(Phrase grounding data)
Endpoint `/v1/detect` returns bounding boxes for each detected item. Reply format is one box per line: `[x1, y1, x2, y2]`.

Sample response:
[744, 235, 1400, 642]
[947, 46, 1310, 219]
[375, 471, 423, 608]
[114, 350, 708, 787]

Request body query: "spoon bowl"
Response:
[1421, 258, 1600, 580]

**Task to complete**
All records should be written out again exactly as given.

**Response box**
Endpoint `/v1/detect` returns bounding boxes for each detected item. Reply format is one box per line: `[x1, y1, x2, y2]`.

Sample response:
[744, 235, 1400, 642]
[947, 46, 1310, 219]
[375, 471, 423, 608]
[114, 350, 708, 787]

Request body query: "spoon bowl"
Response:
[1421, 258, 1600, 580]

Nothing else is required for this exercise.